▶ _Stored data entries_
----

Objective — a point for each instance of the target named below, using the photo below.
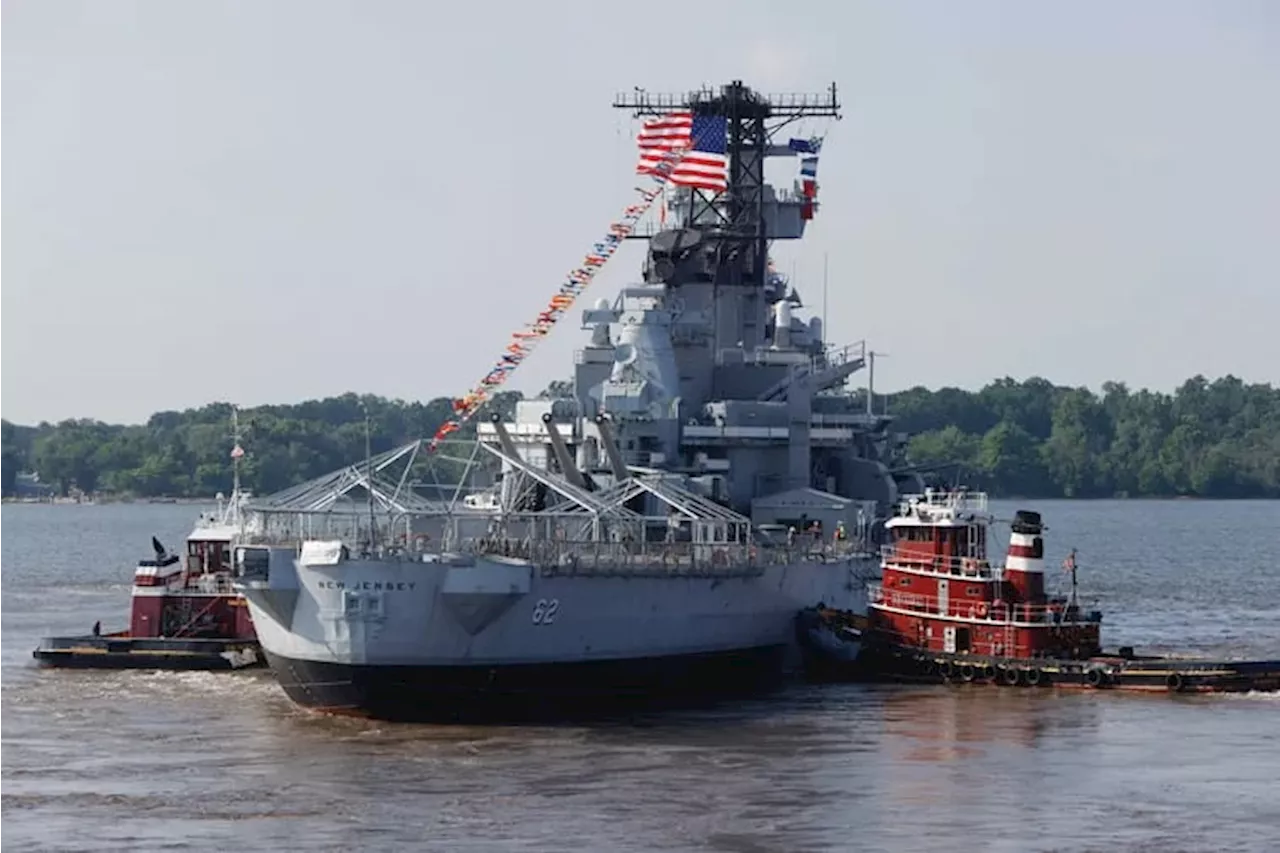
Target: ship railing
(955, 501)
(1055, 612)
(976, 568)
(210, 584)
(661, 557)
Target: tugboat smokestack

----

▶ _Exercise details_
Leaving out the pictures, repeat the data above exactly.

▶ _Completed task_
Objective — a point for each instance of the target named below, using the photo below.
Target: ship railing
(955, 501)
(1055, 612)
(976, 568)
(210, 584)
(661, 557)
Target: tugboat smokestack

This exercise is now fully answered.